■ **What to do**
Output every record word for word.

Excerpts from a dataset
• • • • •

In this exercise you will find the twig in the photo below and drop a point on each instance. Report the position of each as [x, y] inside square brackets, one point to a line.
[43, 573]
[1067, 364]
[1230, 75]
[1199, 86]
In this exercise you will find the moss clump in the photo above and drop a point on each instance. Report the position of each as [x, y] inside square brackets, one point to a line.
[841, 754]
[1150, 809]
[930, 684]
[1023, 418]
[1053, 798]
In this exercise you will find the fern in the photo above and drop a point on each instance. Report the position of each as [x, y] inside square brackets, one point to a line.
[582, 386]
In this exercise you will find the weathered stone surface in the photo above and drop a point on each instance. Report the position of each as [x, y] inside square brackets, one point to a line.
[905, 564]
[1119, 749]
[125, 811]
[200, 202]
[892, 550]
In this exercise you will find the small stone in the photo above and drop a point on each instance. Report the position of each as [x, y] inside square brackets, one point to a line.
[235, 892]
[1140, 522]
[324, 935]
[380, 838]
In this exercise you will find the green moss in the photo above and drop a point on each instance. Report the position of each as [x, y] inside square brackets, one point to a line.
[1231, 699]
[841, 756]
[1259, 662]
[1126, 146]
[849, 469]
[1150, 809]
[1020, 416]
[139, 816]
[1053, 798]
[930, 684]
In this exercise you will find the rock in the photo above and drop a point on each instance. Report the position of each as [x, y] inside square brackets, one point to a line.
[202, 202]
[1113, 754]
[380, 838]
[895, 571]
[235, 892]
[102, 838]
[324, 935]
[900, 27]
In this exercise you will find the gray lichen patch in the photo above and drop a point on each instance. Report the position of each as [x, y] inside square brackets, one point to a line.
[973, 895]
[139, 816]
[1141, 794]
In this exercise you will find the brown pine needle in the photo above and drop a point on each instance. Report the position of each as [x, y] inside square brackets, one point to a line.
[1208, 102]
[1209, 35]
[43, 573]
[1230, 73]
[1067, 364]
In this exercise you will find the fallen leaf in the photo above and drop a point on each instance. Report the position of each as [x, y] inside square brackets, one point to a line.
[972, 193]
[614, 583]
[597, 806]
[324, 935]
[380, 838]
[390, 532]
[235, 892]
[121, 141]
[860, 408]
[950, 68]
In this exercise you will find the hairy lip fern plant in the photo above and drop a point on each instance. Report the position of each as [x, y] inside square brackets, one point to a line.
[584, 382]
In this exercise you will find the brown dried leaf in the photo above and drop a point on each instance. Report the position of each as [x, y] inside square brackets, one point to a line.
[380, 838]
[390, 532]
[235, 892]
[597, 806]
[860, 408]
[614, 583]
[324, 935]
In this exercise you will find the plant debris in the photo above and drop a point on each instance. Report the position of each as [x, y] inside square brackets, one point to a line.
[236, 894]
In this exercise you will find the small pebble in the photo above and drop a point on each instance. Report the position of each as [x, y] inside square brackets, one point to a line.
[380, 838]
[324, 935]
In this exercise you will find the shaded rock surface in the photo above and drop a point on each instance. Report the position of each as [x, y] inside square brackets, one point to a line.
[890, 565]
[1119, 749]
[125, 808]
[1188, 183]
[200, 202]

• • • • •

■ **Response to the task**
In this exercise you will find the twig in the photo below and drop a point on each instance. Report the position of each as [x, y] inside square brackets, one point to a line.
[43, 573]
[1067, 364]
[1230, 75]
[1199, 86]
In this exercise you will find the moss clump in the photo above and drop a point on each instance. Report the position of each as [x, y] inside square brackets, one point to a line.
[841, 754]
[1150, 809]
[930, 684]
[1023, 418]
[1053, 798]
In this exercise you will find the fern in the photo above and drop a point on each instance. Report the position of each as [x, y] inside square brackets, one point to a line.
[582, 386]
In this exercise you will find the weathered stone surface in the photo above and drop a point on each instance. Report the position of each as [x, y] inside square brackets, one point to a line.
[905, 564]
[1119, 749]
[125, 811]
[200, 202]
[892, 550]
In this exercise you will find the small stone in the photo above and drop a point on each instance. Report the position of each as [x, y] inside square brackets, one point to a line.
[235, 892]
[1140, 522]
[324, 935]
[380, 838]
In this exercise you will find the green moss in the photo above and drop a point on each instance. Report the position of each as [x, y] inside square brackets, one point to a line.
[1231, 699]
[841, 756]
[1259, 662]
[1126, 146]
[849, 469]
[1150, 809]
[1020, 416]
[139, 816]
[1053, 798]
[930, 684]
In this exercise you will find the rock in the photo above and drop a point on each instance. Report the position of each as [x, y] inside square brackets, one point to a line.
[202, 202]
[1113, 754]
[380, 838]
[895, 571]
[235, 892]
[102, 838]
[324, 935]
[900, 27]
In this exercise you will find the gray lichen patch in the photo above and drop a point on each instance. Report the position of each as [x, y] inside square brackets, one point to a line.
[973, 895]
[139, 816]
[1141, 794]
In this exercise you will find the brown pine needle in the photo above and drop a point on each instance. Report the position of each as [x, y] inside square brackets, one point to a line.
[1208, 102]
[1209, 35]
[43, 573]
[1230, 73]
[1067, 364]
In this exercise you will find the fallen leaf in the photo above and drop a point on each instance. Report the position of each as [x, y] inside square brackets, one point to a line.
[972, 193]
[614, 583]
[597, 806]
[324, 935]
[380, 838]
[390, 532]
[235, 892]
[121, 141]
[860, 408]
[950, 68]
In this exercise you will find the hairy lip fern plant in the photo above and drop a point on each instance. Report the position of each as [x, y] inside square brackets, one point to a line.
[584, 382]
In this exercise you will find the brown dried leaf in the photo above and drop a point on each instance. Report the position of each as [x, y] inside square brackets, one point to a line.
[380, 838]
[390, 532]
[235, 892]
[597, 806]
[860, 408]
[614, 583]
[324, 935]
In this exercise you will find the plant debris in the photo above and drop a point on each instance. Report the position of each as [x, y] inside square brackets, one point to a line.
[236, 894]
In this exercise you will find the small pebble in the photo above and drop a point on each instance. Report the position of each as [x, y] inside square brackets, one point to a line.
[380, 838]
[324, 935]
In this exercise you will find the shaded rock surface in the photo above and drop a point on each instance. Report the position of each as [x, y] inside square brackets, one point to a line.
[890, 565]
[1119, 749]
[125, 808]
[1188, 183]
[200, 202]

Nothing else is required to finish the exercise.